=== THE DATA ===

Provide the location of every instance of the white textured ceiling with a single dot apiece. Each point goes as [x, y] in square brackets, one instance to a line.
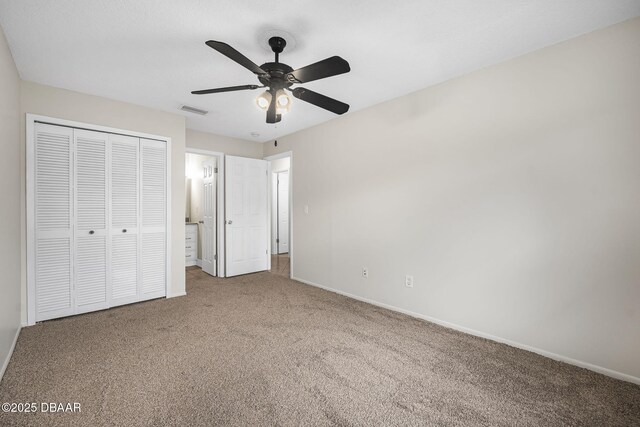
[152, 52]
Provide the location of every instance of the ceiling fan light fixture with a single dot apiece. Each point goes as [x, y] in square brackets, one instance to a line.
[283, 102]
[264, 100]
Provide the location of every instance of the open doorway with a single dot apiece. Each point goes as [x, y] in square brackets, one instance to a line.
[281, 202]
[201, 211]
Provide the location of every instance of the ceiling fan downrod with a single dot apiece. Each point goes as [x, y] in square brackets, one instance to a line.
[277, 46]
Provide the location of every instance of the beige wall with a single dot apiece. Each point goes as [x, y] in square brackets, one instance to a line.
[10, 206]
[510, 194]
[65, 104]
[223, 144]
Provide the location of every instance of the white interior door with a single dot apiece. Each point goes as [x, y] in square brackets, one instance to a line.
[52, 212]
[247, 238]
[153, 193]
[283, 212]
[209, 217]
[124, 199]
[91, 221]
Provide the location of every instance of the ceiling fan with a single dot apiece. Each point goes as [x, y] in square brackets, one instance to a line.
[278, 78]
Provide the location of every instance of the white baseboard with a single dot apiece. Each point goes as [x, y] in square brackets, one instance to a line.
[13, 346]
[179, 294]
[554, 356]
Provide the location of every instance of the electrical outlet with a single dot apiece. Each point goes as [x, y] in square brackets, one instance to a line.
[408, 281]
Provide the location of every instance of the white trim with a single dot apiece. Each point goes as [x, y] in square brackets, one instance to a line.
[220, 268]
[275, 157]
[30, 122]
[13, 346]
[179, 294]
[554, 356]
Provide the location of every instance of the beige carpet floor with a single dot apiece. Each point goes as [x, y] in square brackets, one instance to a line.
[264, 350]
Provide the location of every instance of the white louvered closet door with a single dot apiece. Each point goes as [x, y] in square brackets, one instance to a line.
[153, 192]
[124, 185]
[91, 273]
[52, 212]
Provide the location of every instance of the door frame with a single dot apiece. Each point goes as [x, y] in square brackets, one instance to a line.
[275, 193]
[276, 157]
[220, 267]
[30, 122]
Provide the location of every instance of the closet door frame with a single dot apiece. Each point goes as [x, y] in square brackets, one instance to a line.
[31, 120]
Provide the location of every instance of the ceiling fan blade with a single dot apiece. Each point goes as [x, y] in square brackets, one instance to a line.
[225, 89]
[321, 101]
[272, 117]
[319, 70]
[236, 56]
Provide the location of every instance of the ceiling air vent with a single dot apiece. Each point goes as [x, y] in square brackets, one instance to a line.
[194, 110]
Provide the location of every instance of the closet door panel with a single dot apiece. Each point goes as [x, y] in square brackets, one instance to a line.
[91, 272]
[53, 219]
[153, 218]
[124, 219]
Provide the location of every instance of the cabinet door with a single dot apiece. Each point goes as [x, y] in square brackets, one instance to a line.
[153, 192]
[52, 252]
[90, 220]
[124, 198]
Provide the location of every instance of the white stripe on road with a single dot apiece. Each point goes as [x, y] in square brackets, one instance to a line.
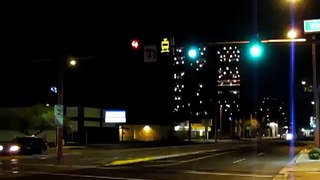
[228, 174]
[238, 161]
[82, 175]
[189, 160]
[60, 165]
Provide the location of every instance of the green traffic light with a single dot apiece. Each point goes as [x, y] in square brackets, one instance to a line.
[256, 50]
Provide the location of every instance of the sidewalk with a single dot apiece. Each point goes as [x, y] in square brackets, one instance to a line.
[301, 168]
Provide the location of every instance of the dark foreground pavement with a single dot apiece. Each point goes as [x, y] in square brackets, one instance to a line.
[262, 161]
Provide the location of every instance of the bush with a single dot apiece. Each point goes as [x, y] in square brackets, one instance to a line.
[314, 153]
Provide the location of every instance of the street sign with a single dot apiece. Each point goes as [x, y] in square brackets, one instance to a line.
[206, 122]
[150, 53]
[58, 114]
[165, 46]
[312, 26]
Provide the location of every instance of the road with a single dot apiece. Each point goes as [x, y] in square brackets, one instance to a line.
[259, 161]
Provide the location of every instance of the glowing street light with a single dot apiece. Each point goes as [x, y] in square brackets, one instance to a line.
[292, 34]
[293, 1]
[72, 62]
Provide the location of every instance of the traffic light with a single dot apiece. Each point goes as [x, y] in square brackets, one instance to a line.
[256, 50]
[135, 44]
[193, 53]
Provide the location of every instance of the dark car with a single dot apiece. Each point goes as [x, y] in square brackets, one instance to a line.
[24, 145]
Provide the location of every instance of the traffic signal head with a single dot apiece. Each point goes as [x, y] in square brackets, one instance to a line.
[256, 50]
[193, 53]
[135, 44]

===

* [YOUR OBJECTIVE]
A verbatim copy of all the records, minus the pictures, is the expected answer.

* [PROBLEM SOLUTION]
Provide the location of every instance of the white textured ceiling with a single dot apiece. Each point goes as [x, y] in square brackets, one instance to a line.
[152, 52]
Provide the location of every instance of the ceiling fan light fixture with a single dot apiece. Each point goes as [x, y] in square brackets, one instance to a line.
[283, 102]
[264, 100]
Provide the location of every instance of the open doorway with a single dot apiece. Each point goes as [x, y] in square brackets, one instance to a line.
[281, 202]
[201, 211]
Provide the location of every instance of the ceiling fan downrod with a single dot apiece. Each point goes as [x, y] in square brackets, one instance to a line.
[277, 46]
Provide the location of every instance of the beige wall with a single dot apiece. Each point goes as [x, y] in square brackets, one instance to a line.
[10, 206]
[510, 194]
[65, 104]
[223, 144]
Provide the location of every instance of the white interior door with a single dot apiece. Each point goes as [x, y] in square brackets, one instance to a line.
[52, 212]
[247, 238]
[153, 193]
[283, 212]
[209, 217]
[124, 199]
[91, 221]
Provide the location of every instance of the ceiling fan with a single dot apiece. Each point goes as [x, y] in square brackets, one instance to a line.
[278, 78]
Provide the location of every instance of the white baseboard with a single dot apiece. Each point goes as [x, y] in square brackets, one instance to a line.
[13, 346]
[179, 294]
[554, 356]
Provide the location of every instance of the electrical outlet with a single dot apiece. Each point goes as [x, y] in square brackets, one instance to a line.
[408, 281]
Provide the location of every instance of the white trim with a single dot apiece. Each point goes as [x, y] in square brackets, one instance to a line.
[220, 268]
[275, 157]
[30, 122]
[13, 346]
[179, 294]
[554, 356]
Provide the location of every instance of the beige carpet floor with a single dot apiece. Each point goes as [x, y] in square brackets, one instance to a line.
[264, 350]
Provide the location of every instance of the white louvered closet door with a single dot apiece. Each point goes as [x, y] in square brackets, one instance to a line.
[153, 192]
[124, 185]
[91, 273]
[52, 212]
Provide the location of every instance of the door frame with a single dot apiece. Each point goes as [x, y] in square brackets, one instance to a line.
[275, 193]
[276, 157]
[220, 267]
[30, 122]
Provide the location of every instance of the closet door frame with a single dot apiece. Each point goes as [x, y] in square brackets, one instance to a line.
[31, 120]
Provide the location of every instance of the ceiling fan blade with a single dot apiece. Each point goes as [x, y] in square brackets, one instance to a line.
[225, 89]
[321, 101]
[272, 117]
[319, 70]
[236, 56]
Provide the location of every instance of the ceiling air vent with a single dot apiece. Each point goes as [x, y] in square brackets, one instance to a line.
[194, 110]
Provide the location of every instance of the closet door panel with a single dot apiece. Each point goes as [x, y] in square brackets, one instance to a line.
[91, 272]
[53, 219]
[153, 218]
[124, 219]
Provide the location of every instance of the cabinet door with a single dot apiece. Each point goes as [x, y] in square brackets, one instance to a line.
[153, 192]
[52, 252]
[90, 220]
[124, 198]
Provide the location of every instance of the white stripe on road with a single dot apiece. Each point goes as [x, y] in square brackets, one instance to a line.
[228, 174]
[238, 161]
[82, 175]
[189, 160]
[60, 165]
Provide the location of every instance of the green traffic light with a single dot apiece. Each point goes as [x, y] in square brackets, one instance to a line.
[256, 50]
Provide the location of every instance of the sidewalk with a single dot apiece. Each point goes as [x, y] in square brackets, one instance to a line.
[301, 168]
Provide the location of every instance of the dark foreground pavement with a single dot apiece. Each point goes as [x, y] in square brackets, one instance to a line.
[262, 161]
Provide the location of every instance of the bush with a single dot apiece. Each point goes as [x, y] in square brackets, one instance to a line.
[314, 153]
Provide the location of every instance of the street sign with a single dot apiece. Each point goes as [x, y] in square brackets, one instance to a line.
[206, 122]
[150, 53]
[58, 114]
[165, 46]
[312, 26]
Provide the location of every instance of the road with a single dot apiece. Each point goes as [x, y] in square brackets, one instance to a line.
[259, 161]
Provide the location of every instance of the glowing street light with a single dot apiece. Each point goes as [x, y] in square brackets, one instance to a line.
[292, 34]
[293, 1]
[72, 62]
Provide the location of every instance of the traffic light with a single dot apiece. Each point goes as [x, y] in square brackets, one instance to a line.
[256, 50]
[135, 44]
[193, 53]
Provide the location of every instance of the dark car with a single dot apiece. Each point goes as [x, y] in square brackets, one instance to a line.
[24, 145]
Provide the location of every instance of the traffic signal head with a single dot apiece. Each point goes as [x, y] in square brackets, one instance to a line.
[256, 50]
[193, 53]
[135, 44]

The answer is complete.